**WHAT IS BEING ASKED:** If a record holds a picture, skip the picture but print everything else exactly.

Top of DATASET EXCERPTS

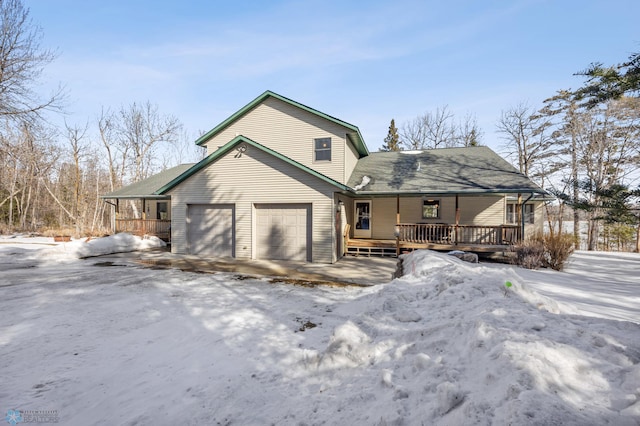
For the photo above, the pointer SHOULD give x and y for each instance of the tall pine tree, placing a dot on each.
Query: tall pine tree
(392, 141)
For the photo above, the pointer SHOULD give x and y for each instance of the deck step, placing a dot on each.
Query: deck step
(371, 251)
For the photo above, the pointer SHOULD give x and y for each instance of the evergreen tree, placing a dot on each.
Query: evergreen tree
(606, 83)
(392, 141)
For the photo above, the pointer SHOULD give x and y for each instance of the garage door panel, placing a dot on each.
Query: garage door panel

Bottom of DATASET EXCERPTS

**TASK OUTPUT:**
For the photo above, the pointer SHOULD give x and y for each instance of the tall pine tree, placing a dot on each.
Query: tall pine tree
(392, 141)
For the photo above, the pointer SHOULD give x and y for each instance of the deck step, placing a dot on each.
Query: deck step
(371, 251)
For the photo above, the pointer SHOULD give x and y for each instance of the evergreen tree, placing a dot on each.
Query: evergreen tree
(606, 83)
(392, 141)
For the photo above, the pointer SHOULD give x and y for each instance of the garage door panel, placing a dot on each.
Query: garage door panel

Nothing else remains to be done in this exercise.